Your output must consist solely of the lines from the one containing "Thanks for the photo. Could you please mark the red" through the end of the records, reproduced exactly.

======

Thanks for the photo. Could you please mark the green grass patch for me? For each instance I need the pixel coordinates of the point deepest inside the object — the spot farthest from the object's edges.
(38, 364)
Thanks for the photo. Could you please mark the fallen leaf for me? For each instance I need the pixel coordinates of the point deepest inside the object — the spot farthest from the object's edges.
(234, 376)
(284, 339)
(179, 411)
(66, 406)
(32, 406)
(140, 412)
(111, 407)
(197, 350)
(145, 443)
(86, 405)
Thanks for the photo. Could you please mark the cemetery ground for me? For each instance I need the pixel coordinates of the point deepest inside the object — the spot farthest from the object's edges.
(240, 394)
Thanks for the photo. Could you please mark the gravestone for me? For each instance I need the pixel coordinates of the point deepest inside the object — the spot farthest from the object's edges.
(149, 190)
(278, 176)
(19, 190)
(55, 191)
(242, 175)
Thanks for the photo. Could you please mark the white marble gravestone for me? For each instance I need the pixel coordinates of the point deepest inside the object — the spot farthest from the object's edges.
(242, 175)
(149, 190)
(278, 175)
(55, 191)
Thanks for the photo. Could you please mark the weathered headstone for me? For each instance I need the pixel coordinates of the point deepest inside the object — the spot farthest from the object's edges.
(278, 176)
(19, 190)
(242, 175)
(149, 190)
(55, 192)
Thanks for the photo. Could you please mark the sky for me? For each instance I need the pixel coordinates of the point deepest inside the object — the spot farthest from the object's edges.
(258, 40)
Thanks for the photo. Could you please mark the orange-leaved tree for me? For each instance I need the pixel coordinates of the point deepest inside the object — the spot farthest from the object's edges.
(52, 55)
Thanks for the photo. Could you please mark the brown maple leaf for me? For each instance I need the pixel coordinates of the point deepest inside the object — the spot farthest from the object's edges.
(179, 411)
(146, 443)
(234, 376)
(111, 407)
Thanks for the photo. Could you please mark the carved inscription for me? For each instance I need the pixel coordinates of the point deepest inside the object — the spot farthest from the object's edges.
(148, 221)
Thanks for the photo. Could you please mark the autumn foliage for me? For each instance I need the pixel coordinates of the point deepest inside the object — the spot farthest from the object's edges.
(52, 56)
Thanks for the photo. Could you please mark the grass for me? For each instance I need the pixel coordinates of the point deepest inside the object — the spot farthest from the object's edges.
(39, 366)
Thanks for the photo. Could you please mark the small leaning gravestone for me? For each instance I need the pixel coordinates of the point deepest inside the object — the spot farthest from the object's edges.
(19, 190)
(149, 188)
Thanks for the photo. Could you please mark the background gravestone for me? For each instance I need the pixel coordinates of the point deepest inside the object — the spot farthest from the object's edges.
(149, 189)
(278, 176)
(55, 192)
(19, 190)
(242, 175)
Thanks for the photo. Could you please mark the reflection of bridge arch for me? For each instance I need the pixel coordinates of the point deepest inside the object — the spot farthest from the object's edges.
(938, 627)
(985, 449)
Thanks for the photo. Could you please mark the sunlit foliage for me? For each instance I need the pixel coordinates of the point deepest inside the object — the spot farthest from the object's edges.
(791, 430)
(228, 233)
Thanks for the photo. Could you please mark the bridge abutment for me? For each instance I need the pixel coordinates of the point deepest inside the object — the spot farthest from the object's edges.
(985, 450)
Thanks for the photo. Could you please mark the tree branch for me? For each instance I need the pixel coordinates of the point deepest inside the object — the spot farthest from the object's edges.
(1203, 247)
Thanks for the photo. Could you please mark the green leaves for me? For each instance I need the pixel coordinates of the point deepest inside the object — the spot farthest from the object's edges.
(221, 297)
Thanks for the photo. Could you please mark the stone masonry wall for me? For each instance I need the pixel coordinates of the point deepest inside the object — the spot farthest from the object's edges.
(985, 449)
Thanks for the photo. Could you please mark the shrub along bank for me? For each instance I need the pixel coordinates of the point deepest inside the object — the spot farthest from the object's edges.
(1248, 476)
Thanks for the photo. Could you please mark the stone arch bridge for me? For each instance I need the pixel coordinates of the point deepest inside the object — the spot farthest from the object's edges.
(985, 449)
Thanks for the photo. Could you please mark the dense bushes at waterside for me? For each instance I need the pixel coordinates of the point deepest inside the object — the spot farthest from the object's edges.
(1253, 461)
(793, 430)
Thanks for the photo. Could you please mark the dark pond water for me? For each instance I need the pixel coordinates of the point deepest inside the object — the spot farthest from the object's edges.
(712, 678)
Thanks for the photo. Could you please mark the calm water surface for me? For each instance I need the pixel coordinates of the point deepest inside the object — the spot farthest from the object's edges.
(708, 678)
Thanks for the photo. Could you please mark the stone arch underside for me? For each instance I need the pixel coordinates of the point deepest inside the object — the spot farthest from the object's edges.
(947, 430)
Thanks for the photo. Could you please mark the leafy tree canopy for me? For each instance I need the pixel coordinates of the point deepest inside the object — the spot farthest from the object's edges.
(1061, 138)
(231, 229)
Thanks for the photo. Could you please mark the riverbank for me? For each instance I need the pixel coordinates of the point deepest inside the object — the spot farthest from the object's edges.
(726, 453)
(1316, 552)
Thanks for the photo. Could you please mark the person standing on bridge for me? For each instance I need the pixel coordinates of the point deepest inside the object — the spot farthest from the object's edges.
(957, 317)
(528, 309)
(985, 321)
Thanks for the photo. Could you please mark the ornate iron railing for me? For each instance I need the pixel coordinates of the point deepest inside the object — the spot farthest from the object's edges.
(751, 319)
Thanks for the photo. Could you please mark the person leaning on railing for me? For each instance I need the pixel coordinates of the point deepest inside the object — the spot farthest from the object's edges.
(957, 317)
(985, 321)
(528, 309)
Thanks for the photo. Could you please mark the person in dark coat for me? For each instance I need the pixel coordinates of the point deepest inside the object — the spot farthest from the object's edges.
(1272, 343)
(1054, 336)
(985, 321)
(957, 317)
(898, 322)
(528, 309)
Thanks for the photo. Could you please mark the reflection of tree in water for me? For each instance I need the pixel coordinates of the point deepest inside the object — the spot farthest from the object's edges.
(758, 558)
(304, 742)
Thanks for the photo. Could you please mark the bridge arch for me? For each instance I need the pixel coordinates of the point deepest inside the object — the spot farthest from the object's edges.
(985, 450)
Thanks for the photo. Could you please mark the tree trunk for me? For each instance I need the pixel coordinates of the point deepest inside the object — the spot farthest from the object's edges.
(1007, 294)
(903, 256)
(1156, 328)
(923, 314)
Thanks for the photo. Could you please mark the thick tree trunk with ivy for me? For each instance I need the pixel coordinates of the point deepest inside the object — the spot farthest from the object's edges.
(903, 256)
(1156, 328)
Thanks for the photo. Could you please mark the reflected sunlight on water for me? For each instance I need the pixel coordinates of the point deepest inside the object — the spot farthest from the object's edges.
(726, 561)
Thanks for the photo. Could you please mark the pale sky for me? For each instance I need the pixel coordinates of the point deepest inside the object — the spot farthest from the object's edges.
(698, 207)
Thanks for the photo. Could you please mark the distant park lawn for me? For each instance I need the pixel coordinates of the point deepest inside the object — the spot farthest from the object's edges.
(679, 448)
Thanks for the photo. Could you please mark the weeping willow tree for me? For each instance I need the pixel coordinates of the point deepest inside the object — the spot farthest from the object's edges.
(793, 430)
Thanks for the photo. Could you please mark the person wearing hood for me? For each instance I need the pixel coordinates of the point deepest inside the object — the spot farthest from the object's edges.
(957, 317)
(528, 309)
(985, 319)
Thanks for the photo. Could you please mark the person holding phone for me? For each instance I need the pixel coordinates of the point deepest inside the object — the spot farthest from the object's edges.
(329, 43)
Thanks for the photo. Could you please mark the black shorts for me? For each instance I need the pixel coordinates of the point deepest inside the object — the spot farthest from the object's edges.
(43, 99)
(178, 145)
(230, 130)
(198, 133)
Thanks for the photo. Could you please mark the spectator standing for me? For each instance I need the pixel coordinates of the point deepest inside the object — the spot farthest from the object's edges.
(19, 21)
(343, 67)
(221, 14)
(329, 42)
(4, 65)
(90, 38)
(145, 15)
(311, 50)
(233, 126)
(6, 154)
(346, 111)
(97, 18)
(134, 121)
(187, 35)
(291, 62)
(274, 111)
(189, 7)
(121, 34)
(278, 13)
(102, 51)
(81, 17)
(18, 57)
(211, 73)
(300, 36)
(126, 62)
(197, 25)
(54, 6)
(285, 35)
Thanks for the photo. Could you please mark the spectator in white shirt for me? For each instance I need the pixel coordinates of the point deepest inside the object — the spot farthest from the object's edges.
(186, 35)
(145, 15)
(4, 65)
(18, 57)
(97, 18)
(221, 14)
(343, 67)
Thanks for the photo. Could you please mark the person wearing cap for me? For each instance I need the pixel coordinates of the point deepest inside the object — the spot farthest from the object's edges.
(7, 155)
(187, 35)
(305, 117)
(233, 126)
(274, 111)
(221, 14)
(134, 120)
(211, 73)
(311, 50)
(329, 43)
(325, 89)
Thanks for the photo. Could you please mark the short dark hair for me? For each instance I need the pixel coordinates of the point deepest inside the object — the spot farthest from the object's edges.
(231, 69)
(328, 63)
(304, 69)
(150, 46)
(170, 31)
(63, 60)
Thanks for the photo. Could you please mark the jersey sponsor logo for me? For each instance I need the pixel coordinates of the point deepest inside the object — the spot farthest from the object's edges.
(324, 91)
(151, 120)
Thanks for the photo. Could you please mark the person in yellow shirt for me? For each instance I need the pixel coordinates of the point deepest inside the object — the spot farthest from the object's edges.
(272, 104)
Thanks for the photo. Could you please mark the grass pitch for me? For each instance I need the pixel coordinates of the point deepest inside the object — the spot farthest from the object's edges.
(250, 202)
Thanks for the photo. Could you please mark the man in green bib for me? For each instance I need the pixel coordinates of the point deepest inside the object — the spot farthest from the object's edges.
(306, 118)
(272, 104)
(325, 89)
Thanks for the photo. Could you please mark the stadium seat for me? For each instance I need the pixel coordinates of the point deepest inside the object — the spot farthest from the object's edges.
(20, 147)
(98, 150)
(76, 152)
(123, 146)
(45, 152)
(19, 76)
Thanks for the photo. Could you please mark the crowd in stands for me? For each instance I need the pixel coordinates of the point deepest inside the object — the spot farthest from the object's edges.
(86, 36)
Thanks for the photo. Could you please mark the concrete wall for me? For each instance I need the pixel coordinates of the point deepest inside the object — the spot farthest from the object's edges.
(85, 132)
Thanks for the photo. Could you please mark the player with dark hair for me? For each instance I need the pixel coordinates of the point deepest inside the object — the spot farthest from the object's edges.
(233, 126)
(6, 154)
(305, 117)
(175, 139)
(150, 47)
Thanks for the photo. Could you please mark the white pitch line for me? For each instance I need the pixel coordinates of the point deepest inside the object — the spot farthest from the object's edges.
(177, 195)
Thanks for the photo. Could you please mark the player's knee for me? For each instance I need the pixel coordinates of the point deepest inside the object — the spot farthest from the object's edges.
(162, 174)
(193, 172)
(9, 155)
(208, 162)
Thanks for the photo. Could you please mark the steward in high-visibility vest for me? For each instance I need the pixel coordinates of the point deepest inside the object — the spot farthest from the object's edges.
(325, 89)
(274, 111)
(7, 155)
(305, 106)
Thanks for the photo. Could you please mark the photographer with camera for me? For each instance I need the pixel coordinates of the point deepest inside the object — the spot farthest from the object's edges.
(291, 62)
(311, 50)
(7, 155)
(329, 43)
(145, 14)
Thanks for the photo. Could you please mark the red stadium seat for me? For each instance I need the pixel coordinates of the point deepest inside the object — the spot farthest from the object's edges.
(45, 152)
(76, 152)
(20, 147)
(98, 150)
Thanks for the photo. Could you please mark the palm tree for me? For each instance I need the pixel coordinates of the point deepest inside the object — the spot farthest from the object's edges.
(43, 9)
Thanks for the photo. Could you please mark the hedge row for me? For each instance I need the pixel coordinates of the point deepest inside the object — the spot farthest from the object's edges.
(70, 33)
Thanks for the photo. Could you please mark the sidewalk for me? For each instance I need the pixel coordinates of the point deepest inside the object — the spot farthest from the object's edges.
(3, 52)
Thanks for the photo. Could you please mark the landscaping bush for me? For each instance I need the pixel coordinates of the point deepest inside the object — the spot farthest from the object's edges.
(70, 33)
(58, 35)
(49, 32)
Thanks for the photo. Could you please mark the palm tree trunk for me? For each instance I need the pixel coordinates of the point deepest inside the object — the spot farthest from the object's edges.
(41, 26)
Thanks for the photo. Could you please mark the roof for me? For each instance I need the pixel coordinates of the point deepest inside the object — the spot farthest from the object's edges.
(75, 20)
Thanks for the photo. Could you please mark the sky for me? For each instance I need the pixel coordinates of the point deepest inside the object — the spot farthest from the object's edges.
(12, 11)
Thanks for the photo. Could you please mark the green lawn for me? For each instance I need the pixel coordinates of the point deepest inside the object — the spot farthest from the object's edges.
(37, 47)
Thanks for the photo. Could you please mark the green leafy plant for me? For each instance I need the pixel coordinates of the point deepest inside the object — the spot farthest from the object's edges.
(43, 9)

======

(RESULT)
Thanks for the photo. Could you please mark the red stadium seat for me? For each instance I need the pixel coordinates of the point deepest inside the object — the spot farthest from the object's edges.
(45, 152)
(76, 152)
(20, 147)
(98, 150)
Thanks for the photo. Could you please mark the palm tree for me? For each instance I need the pixel coordinates of the point deepest inside the object — the spot farthest from the object's edges.
(43, 9)
Thanks for the photo. Could you please mark the hedge row for me? For each instance I need the pixel coordinates of the point deepest inside the object — the spot farthest from the object's edges.
(70, 33)
Thanks for the photo. Could you please mark the sidewalk for me? For each instance I need the pixel coordinates of the point deepest inside the object — the spot farthest from the object's edges.
(3, 52)
Thanks for the photo. Could you please mark the landscaping bush for me? For each instance I need the pixel coordinates of the point deepest inside the object — the spot farthest from the object's edges.
(70, 33)
(58, 35)
(49, 32)
Thanks for the photo. Could you please mark the palm tree trunk for me? For each instance I need the pixel coordinates of the point deepest inside the object — the spot farthest from the object's edges.
(41, 26)
Thanks for the photo. Could you please mark the roof for me? For each instance I need the pixel coordinates of the point deepest inside the object — the spot farthest from the object's edges.
(75, 20)
Thanks for the photo. Could you please mark the sky for me? For each instance I need the pixel coordinates of the point deepest inside the object — the spot farthest from the object's edges.
(12, 11)
Thanks for the photo. Could you please mark the green lawn for me? For each instance I need the pixel coordinates of the point deepest inside the object — the spot farthest from the object's edges.
(37, 47)
Thanks for the photo. Could you please mark the green leafy plant for me? For each instance I need the pixel coordinates of the point deepest inside the object — the spot farthest from the object's edges.
(43, 9)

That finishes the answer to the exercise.